→ 課題:
肺切除の研究報告によると、7週齢のWistarラットにはどんな手術をしましたか。

→ 読む文章:
2007 Fiscal Year Annual Research Report
Project/Area Number |
19790974
|
Research Institution | Kyushu University |
Principal Investigator |
庄司 文裕 Kyushu University, 大学病院, 医員 (90444851)
|
Keywords | 呼吸器外科学 / 肺癌術後 / 肺再生 |
Research Abstract |
〔背景〕肺再生能の分子機序は未だ解明されていないが、肺気腫、間質性肺炎などの広範囲な障害後の肺再生に骨髄幹細胞による分化や間葉・上皮転換(mesenchymal epithelial transition:MET)などの機序が推察されている。また、動物実験でも肺切除後に代償性肺再生が認められている。多様な器官形成において重要な役割を担っているbone morphogenic protein(BMP)の1つであるBMP7は、METを励起する蛋白質として知られる。我々は、GFP骨髄移植後ラットの肺切除モデルを用いて、肺切除後残存気腫化肺の代償性肺再生においては、骨髄由来細胞の関与の可能性が低いことを報告してきた。 〔目的〕ラット肺切除モデルを用いて、肺切除後の残存肺におけるMET機序の関与について解析する。 〔方法〕7週齢Wistarラットに全身麻酔下に左肺全摘出術を施行した。術後2日、1週、2ケ月、6ケ月後に犠牲死させ、残存右肺を摘出した。摘出した残存肺の形態学的変化を400倍視野中の肺胞数の変化で確認した。METの関与に関する検討として、BMP7の発現状態を免疫組織化学染色により経時的に観察し、400倍視野中の陽性肺胞上皮細胞を計測した。 〔結果〕1)肺切除後、残存肺の気腫化は経時的に進行し、単位面積あたりの肺胞数は有意に減少していた(術前/2日/1週/2ケ月/6ケ月:45/42/42/37/36)(術前vs6ケ月:P=0.0025)、2)肺切除後、BMP7の発現が経時的に増加していた(術前/2日/1週/2ケ月/6ケ月:18/21/24/25/23)(術前vs6ケ月:P=0.032)。〔考察〕ラットの肺切除後残存気腫化肺の再生過程において、間葉・上皮転換機構の関与が示唆された。

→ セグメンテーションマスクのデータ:

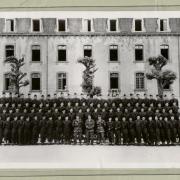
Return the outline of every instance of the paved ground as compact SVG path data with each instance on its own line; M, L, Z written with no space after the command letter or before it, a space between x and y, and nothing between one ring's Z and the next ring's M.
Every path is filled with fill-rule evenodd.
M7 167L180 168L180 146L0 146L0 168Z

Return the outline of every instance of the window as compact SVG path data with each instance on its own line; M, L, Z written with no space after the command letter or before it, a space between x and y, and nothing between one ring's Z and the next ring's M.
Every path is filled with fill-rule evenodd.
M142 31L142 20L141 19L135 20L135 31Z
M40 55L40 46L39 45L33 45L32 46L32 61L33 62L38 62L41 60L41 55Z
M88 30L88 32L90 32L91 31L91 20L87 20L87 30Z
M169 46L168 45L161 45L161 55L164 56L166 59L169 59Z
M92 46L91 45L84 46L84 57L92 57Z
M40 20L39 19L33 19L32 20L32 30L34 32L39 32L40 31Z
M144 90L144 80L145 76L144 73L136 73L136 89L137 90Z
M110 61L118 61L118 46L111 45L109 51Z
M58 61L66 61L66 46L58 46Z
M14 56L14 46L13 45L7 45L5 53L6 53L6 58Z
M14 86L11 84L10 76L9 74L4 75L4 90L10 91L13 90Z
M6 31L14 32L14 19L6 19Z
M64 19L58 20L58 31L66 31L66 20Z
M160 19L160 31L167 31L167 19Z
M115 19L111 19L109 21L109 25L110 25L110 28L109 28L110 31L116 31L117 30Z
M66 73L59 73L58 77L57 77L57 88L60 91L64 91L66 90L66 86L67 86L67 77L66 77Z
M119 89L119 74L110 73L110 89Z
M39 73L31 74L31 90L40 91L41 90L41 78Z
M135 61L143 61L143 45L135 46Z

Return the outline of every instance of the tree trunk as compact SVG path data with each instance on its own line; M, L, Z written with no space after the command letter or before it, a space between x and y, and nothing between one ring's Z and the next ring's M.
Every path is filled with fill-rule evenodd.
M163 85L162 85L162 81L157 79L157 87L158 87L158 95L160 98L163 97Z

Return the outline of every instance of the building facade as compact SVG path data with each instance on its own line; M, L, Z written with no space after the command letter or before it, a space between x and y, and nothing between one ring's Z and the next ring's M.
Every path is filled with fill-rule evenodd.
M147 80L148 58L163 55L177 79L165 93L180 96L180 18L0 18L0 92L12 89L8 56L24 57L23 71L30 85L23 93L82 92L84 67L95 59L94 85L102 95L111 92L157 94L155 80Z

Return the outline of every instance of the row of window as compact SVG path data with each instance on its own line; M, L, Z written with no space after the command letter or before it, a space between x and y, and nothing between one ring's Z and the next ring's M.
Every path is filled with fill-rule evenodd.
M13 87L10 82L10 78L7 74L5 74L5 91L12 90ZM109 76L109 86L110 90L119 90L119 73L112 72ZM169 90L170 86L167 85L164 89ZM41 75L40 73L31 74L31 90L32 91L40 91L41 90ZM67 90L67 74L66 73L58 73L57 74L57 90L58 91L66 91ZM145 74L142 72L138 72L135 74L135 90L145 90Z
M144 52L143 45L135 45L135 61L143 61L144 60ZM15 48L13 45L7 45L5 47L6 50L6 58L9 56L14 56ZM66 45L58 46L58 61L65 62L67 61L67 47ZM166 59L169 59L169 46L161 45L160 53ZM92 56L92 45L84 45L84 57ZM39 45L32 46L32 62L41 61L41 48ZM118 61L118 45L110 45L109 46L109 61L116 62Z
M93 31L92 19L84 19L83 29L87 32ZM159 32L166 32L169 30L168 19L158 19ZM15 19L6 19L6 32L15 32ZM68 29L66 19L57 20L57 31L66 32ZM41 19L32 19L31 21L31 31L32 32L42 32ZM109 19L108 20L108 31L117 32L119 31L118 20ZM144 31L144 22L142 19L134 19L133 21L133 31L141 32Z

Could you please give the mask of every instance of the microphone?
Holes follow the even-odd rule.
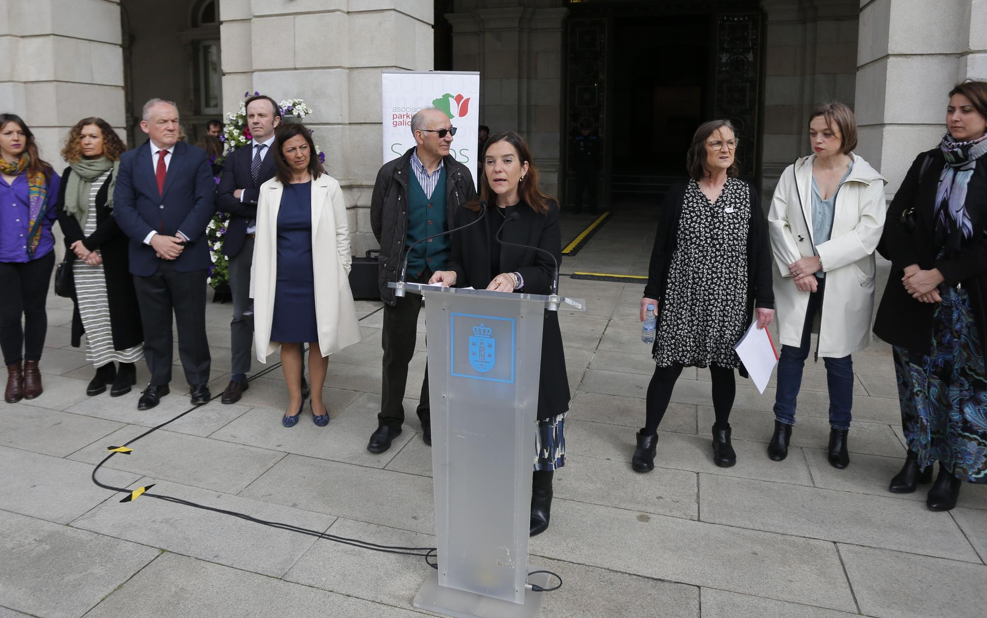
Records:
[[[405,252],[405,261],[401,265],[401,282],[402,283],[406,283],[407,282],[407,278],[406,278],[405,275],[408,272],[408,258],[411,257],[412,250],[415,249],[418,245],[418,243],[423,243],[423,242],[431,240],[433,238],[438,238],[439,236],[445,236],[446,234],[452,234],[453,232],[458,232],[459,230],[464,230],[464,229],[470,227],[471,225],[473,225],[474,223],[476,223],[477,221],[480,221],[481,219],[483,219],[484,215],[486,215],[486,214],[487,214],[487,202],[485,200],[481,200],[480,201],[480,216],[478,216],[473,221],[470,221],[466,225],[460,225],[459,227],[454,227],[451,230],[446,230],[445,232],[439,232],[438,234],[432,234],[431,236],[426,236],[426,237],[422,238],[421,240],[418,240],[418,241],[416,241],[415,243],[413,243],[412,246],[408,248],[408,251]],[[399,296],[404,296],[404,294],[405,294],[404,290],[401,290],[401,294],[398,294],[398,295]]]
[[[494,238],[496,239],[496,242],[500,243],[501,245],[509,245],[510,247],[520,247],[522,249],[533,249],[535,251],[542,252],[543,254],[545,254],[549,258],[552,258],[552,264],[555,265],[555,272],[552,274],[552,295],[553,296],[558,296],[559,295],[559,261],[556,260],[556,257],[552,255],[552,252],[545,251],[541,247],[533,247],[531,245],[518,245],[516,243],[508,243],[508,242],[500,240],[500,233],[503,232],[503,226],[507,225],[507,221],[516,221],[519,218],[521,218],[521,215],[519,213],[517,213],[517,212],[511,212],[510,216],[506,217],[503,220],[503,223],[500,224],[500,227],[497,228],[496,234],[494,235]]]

==

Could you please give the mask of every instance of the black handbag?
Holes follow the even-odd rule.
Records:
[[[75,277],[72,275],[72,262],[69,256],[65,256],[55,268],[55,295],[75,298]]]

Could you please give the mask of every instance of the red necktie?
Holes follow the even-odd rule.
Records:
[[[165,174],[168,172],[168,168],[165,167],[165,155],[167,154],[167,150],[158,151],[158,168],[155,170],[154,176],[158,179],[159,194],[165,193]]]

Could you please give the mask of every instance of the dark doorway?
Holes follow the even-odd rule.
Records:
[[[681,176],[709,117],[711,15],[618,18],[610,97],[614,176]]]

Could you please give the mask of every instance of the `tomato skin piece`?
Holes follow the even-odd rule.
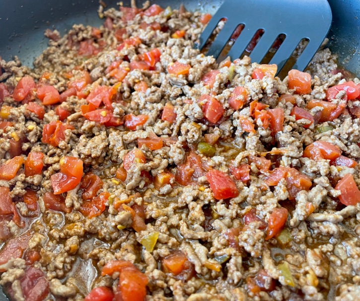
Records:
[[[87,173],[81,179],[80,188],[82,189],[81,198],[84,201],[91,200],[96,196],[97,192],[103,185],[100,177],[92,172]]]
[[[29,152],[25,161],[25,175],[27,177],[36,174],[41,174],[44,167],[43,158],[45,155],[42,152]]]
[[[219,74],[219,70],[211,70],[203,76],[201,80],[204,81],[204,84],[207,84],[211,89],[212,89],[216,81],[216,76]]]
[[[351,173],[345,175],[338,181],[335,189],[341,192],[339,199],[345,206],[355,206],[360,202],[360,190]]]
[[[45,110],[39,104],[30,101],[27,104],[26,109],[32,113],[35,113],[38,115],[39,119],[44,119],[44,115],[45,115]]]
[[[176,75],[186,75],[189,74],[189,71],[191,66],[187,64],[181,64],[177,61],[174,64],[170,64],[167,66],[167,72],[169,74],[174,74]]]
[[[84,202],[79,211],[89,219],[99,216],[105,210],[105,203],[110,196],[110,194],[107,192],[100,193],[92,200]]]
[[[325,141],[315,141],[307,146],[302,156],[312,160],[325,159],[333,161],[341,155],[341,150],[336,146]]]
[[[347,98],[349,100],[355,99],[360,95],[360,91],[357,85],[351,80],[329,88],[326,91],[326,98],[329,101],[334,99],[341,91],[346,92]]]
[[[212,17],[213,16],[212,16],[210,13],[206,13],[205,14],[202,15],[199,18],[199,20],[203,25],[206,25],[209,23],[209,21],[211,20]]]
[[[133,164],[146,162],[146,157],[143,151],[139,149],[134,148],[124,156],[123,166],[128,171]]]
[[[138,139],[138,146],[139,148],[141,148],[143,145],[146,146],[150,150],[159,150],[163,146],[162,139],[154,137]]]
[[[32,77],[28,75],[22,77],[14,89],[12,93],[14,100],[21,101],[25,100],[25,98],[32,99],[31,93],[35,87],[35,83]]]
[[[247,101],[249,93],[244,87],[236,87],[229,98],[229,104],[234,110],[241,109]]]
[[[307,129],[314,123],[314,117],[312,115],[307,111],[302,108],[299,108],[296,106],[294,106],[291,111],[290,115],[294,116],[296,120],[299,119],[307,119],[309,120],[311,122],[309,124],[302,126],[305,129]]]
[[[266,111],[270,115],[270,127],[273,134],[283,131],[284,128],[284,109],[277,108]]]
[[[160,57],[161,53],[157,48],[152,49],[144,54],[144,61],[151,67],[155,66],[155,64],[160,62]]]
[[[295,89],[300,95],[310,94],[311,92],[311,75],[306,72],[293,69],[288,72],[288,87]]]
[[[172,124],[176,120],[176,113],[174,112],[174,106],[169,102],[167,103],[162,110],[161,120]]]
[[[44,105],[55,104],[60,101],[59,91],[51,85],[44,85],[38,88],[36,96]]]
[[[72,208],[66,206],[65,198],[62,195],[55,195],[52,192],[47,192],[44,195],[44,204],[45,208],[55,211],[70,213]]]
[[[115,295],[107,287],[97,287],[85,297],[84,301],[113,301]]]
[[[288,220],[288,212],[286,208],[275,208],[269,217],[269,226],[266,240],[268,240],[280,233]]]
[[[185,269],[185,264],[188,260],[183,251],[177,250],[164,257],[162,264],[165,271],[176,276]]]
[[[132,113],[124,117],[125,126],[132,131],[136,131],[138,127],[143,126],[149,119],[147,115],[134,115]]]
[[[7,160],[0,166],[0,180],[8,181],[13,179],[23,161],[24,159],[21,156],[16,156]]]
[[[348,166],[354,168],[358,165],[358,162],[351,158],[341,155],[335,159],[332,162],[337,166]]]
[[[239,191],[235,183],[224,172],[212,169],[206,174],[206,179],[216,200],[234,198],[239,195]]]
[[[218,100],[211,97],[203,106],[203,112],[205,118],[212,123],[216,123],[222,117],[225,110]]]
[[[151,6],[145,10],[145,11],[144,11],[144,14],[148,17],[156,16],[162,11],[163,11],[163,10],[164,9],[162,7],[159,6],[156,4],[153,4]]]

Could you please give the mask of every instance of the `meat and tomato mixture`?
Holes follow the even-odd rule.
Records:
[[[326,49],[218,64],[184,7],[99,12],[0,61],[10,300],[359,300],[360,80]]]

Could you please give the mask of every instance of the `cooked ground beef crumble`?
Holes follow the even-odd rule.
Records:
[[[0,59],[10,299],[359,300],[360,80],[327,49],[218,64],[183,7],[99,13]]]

→ 答え:
全身麻酔下での左肺全摘出術です。